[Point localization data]

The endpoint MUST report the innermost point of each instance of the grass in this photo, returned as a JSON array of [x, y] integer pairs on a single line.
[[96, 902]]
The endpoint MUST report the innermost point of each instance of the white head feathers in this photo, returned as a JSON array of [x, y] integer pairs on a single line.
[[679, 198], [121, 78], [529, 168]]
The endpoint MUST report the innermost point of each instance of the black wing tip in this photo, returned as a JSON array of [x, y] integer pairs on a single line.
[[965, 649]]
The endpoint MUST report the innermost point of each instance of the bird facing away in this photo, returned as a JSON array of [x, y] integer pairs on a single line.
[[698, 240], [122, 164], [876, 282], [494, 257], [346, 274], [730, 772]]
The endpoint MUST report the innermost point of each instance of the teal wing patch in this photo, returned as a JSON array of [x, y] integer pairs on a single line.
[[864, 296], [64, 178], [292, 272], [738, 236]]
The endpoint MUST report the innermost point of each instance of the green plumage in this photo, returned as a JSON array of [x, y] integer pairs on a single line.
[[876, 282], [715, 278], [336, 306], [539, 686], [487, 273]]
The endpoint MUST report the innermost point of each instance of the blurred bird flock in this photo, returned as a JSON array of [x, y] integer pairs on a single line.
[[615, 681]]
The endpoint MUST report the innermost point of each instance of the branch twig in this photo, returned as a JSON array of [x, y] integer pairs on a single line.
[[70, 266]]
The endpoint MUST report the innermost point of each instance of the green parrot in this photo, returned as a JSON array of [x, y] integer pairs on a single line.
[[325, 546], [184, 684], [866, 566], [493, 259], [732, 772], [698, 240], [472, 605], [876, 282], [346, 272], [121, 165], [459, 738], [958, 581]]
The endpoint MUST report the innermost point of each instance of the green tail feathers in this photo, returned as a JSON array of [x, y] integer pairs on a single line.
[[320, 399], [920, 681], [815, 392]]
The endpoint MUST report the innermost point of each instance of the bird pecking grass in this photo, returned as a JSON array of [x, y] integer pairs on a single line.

> PROMPT: What is needed is an exact copy of every entry above.

> TASK SOLUTION:
The endpoint MUST report the innermost point of each instance of the grass in this photo, returned as a JSON array of [x, y] integer pairs on a single line.
[[96, 902]]
The endpoint MUST report the innermost point of each instance of the white head feathers in this photo, returned as a JSON array of [x, y] integer pairs on a single line.
[[679, 198], [121, 78], [529, 168]]
The endpoint MUST report the innermost point of each instance of the black wing tip in this photo, returned as a JSON array of [x, y] integer pairs on a single line.
[[965, 649]]
The endpoint MUST report the innermost point of each instance of the bird facing away in this photo, returned as a JSON array of [x, y] integer pairs on a single line.
[[698, 240], [122, 164], [876, 282], [494, 257], [346, 274], [730, 772]]
The endpoint MUST report the innermost point of each instance of the teal wing patch in this photo, returned as a JSON array of [x, y] integer pairs on a single line.
[[864, 296], [64, 178], [292, 272], [738, 236]]
The endpoint MUST report the innermost point of each instance of the green plumage in this photo, returned as a JSON array of [x, y] integer pairs on a single line.
[[876, 282], [715, 278], [336, 306], [539, 686], [487, 273]]
The endpoint MUST report the innermost point of each instance of the blurred bird flock in this photo, returned as a JSON array of [x, y] integer pairs on a single line.
[[615, 681]]
The endpoint MUST report the innermost point of each instance of the branch twig in this photo, returned as a JSON array of [x, y] integer pairs on a single line.
[[70, 266]]
The endpoint MUST report the innermost point of each instance of the green parrot in this photo, returned as a JSON array of [x, y] integer pairs on a single line.
[[325, 546], [184, 684], [866, 566], [493, 259], [732, 772], [698, 240], [472, 605], [876, 282], [346, 272], [121, 165], [459, 738], [958, 581]]
The endpoint MUST report the innermost point of each instance of the green tail feathers in this photo, returned as a JSON array of [x, y] integer pairs on a single line.
[[320, 399], [920, 681], [815, 392]]
The endpoint MUST report the innermost point of each instance of the bird pecking grass in this photo, returned as a JSON array of [x, y] integer pairs on a single line.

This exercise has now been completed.